# Cost of leaving in midrand



## suresh_p12 (Nov 25, 2013)

Hello Guys,

It gives me immense pleasure to post my thread on such an interactive forum with such a nice and responsible people.

Please allow me to introduce my self and then very quickly I'll come to the topic.

I'm an Indian Citizen,30 Male Married working with one of top MNC in the capacity of senior management presently located in Mumbai, India.

I have got an offer from worlds top MNC and I 'm planning to move to Midrand, South Africa by Feb'2013.

I request you guys to please guide me regarding following:

i. How would be cost of living for me with 15K Rand per month in pocket .

ii. How much approx. expense will i incur per month . My major expenses are as under
a. House Accomodation. (I need fully furnished house probably 1 BHK)
b. Foods normally Egg, fruits, milk, Corn Flakes, Olive Oil, Green Vegetables.
c. Health Club (Gym) I'm a fitness freak.
d. Other daily usage like sanitary items, perfumes,deos etc.
e. Weekend parties ocassionally in pubs
f. Electricity/ Water Bills.
g. Maid for cooking and house cleaning.
h. Car Fuel Charges , what is cost of petrol and diesel per litre.

iii. What can i do for Car, I mean shall i go for a short term lease or shall I buy a new one for me. How is the schemes of Banks for buying a new Car say Toyota Corolla or Fortuner.

iv. Which are the localities where I can get a good accommodation.
How is the procedure there, I mean how much security deposit /advance normally landlord asks for.

v.How about the security scenario in Midrand, I mean from safety point of view.

I look forward to receive very good guidance from your end.

Best Regards
Suresh


----------



## shumifan49 (Sep 18, 2013)

15k per month will not go far as accommodation will be a big chunk of it.

| Given information |
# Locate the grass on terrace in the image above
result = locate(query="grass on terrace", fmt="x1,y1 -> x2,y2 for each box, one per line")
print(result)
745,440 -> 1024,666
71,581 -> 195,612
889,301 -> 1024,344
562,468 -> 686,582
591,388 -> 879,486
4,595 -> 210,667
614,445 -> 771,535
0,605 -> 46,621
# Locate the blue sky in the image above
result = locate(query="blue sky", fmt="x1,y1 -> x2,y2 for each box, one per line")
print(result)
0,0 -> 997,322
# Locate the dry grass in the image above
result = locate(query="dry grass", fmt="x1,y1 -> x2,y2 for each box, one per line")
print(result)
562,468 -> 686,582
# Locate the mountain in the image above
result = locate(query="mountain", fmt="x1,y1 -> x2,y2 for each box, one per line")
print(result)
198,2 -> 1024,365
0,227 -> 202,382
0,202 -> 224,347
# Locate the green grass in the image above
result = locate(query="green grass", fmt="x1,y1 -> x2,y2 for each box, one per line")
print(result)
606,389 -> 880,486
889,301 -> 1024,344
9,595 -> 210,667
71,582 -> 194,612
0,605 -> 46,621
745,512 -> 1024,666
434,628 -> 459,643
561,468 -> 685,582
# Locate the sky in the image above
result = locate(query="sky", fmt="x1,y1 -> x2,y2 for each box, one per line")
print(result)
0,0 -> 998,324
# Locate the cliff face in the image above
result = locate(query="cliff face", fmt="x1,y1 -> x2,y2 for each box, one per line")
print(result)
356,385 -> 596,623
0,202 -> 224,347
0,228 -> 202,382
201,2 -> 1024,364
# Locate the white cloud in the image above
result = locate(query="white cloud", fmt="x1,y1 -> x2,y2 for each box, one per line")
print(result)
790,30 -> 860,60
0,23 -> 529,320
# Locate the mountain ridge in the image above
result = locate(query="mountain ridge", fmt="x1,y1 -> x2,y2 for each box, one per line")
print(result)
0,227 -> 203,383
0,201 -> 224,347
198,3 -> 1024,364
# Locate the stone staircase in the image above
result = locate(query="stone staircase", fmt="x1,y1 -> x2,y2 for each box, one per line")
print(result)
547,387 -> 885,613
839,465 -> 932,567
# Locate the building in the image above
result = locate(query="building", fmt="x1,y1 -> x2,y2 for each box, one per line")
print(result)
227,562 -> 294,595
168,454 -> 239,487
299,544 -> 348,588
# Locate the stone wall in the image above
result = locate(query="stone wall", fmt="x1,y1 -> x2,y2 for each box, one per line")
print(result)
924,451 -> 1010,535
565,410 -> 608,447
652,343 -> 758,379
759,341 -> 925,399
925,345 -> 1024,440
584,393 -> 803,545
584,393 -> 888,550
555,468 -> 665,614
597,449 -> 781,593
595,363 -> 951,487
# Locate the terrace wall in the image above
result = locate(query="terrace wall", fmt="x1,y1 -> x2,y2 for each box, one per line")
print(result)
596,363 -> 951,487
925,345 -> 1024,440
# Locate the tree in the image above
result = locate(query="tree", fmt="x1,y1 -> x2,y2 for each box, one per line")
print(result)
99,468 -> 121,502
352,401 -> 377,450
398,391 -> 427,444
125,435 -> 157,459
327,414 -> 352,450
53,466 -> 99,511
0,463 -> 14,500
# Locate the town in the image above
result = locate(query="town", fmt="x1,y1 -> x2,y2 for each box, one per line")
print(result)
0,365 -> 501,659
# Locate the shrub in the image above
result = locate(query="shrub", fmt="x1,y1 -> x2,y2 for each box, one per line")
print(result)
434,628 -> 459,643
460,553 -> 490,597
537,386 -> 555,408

| Assignment |
Can you retype the Midrand cost-of-living thread word for word, starting at "d. Other daily" and ending at "diesel per litre."? The records have nothing to do with the Midrand cost-of-living thread.

| Answer for this exercise |
d. Other daily usage like sanitary items, perfumes,deos etc.
e. Weekend parties ocassionally in pubs
f. Electricity/ Water Bills.
g. Maid for cooking and house cleaning.
h. Car Fuel Charges , what is cost of petrol and diesel per litre.